--- start SUPPLIED DATA ---

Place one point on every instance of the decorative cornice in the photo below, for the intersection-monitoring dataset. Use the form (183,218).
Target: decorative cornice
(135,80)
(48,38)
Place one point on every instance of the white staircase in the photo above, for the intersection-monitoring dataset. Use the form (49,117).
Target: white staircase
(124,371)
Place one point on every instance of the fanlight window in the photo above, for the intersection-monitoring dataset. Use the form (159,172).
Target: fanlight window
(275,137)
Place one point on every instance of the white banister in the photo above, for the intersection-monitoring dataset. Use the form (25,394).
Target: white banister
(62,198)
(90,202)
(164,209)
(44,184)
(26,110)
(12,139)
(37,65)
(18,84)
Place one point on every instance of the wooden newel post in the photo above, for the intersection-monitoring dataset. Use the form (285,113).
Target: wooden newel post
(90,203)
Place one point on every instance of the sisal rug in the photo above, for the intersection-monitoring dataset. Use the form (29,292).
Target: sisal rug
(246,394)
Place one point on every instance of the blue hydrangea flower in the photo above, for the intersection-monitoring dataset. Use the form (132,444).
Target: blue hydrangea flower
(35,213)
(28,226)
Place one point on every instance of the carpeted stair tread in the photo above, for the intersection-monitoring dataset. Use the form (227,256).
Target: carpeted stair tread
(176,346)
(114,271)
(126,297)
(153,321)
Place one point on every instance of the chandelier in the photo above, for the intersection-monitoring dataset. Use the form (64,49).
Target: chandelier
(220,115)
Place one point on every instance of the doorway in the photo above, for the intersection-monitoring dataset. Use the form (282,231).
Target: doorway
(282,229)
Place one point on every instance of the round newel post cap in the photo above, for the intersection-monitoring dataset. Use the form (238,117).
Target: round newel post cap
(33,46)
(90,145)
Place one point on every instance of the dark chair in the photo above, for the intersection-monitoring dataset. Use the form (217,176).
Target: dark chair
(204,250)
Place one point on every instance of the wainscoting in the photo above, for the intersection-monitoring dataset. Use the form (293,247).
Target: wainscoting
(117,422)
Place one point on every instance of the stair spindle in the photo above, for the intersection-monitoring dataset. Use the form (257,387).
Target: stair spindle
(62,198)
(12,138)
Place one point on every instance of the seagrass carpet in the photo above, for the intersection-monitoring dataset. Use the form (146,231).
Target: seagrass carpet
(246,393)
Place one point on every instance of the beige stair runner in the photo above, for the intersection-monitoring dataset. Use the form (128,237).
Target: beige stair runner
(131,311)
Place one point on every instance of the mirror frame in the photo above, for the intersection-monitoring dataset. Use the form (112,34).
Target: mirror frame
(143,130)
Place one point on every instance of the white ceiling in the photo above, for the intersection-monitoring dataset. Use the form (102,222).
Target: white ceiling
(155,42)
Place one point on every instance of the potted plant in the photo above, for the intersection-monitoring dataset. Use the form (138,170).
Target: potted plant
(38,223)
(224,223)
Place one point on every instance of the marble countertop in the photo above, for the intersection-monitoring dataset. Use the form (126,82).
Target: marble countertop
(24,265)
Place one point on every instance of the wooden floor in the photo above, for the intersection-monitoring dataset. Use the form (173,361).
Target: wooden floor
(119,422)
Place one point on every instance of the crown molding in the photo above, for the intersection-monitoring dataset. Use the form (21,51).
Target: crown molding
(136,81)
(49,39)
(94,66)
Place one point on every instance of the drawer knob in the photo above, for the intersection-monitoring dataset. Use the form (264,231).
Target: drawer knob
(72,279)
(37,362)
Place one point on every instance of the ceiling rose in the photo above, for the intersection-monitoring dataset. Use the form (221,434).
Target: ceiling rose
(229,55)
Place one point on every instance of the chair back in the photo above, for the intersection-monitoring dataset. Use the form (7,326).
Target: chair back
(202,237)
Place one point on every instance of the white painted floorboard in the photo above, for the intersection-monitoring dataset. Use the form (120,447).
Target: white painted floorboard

--- end SUPPLIED DATA ---

## WHAT IS ASKED
Extract the full set of entries word for word.

## ANSWER FOR THIS EXERCISE
Place one point on every instance of the decorative cornice in the photo below, for the intersection-monitoring dataset. Use the form (183,218).
Target: decorative cornice
(135,80)
(48,38)
Place one point on every instance of the white staircase in the photo above, for the intersection-monitoring dataset. Use the form (49,117).
Target: white staircase
(124,371)
Place one point on every instance of the fanlight window in the photo above, for the intersection-monitoring dataset. Use the form (159,172).
Target: fanlight window
(275,137)
Place one point on every instance of the white banister in the photo above, for the intersection-monitoring dataset. Use the form (25,394).
Target: white banister
(62,198)
(90,202)
(164,209)
(44,184)
(26,110)
(12,139)
(37,65)
(18,84)
Place one point on every instance of the wooden newel post in the photo above, for the intersection-monitoring dataset. Use the form (285,113).
Target: wooden newel post
(90,203)
Place one point on every instance of the sisal rug in the photo above, for the intersection-monitoring dataset. Use the form (29,292).
Target: sisal rug
(246,394)
Place one point on every instance of the blue hydrangea flower in the photo above, for the intersection-monitoring dataset. Use the form (132,444).
Target: blue hydrangea flower
(35,213)
(28,226)
Place one point on every instance of the carpeted stair tread in the photo above, for the intersection-monitoring dataset. Use the form (227,256).
Target: carpeted stair tread
(176,346)
(114,271)
(126,297)
(153,321)
Place one point on every instance of the chandelier in the photo above, for the intersection-monitoring dataset. Use the form (64,49).
Target: chandelier
(220,115)
Place one point on every instance of the doorway in the photo above, for the intersection-monitoring dataset. Use the form (282,231).
Target: doorway
(282,229)
Place one point on every instance of the round newel post cap in the photo above, for the intersection-monitoring dataset. Use the form (238,117).
Target: round newel post cap
(33,46)
(90,145)
Place one point on every instance of the dark chair in the photo above, for the intersection-monitoring dataset. Use the form (217,176).
Target: dark chair
(204,250)
Place one point on every instance of the wainscoting in the photo above, for the intersection-monitoring dataset. Use the form (293,247).
Target: wainscoting
(117,422)
Place one point on every instance of the stair spindle in the photo above, for the intersection-monitoring dataset. Use the form (257,387).
Target: stair spindle
(62,198)
(12,138)
Place one point on every instance of the seagrass carpet in the photo above, for the intersection-monitoring dataset. Use the form (146,231).
Target: seagrass carpet
(246,393)
Place one point on every instance of the beige stair runner in the photo above, for the intersection-monitoring dataset. Use the form (128,237).
Target: beige stair runner
(131,311)
Place one point on every instance of the mirror frame in the photo above, for the intersection-monitoring dataset. Use the form (112,34).
Target: mirror frame
(143,130)
Place one point on every instance of the white ceiling in the photo above, for the intersection-monitoring dataset. Use the form (102,222).
Target: white ceiling
(155,42)
Place one point on every instance of the potted plant in the photo above, for the intersection-monitoring dataset. Use the form (138,170).
Target: potted plant
(38,223)
(224,223)
Place one point on every instance of the marble countertop in the photo above, for the intersection-monitoring dataset. Use the form (126,82).
Target: marble countertop
(24,265)
Place one point on every instance of the wooden floor in the photo above, for the intersection-monitoring dataset. Use the form (173,361).
Target: wooden floor
(119,422)
Place one point on every instance of the crown molding in the photo above, for the intersection-monitoring dataset. Use the form (21,51).
Target: crown molding
(136,81)
(49,39)
(94,66)
Place one point on every instance of the drawer knob in the photo above, for the intersection-monitoring dataset. Use the form (264,231).
Target: drawer knob
(72,279)
(37,362)
Place one point on every instance of the ceiling rose in the photo above, for the intersection-monitoring dataset. Use the form (221,434).
Target: ceiling rose
(229,55)
Place one point on every instance of the chair back in the photo above, for the intersection-monitoring dataset. Use the form (7,326).
Target: chair back
(202,237)
Place one point on every instance of the white painted floorboard in the photo above, for the intersection-monitoring dataset. Use the form (120,447).
Target: white painted floorboard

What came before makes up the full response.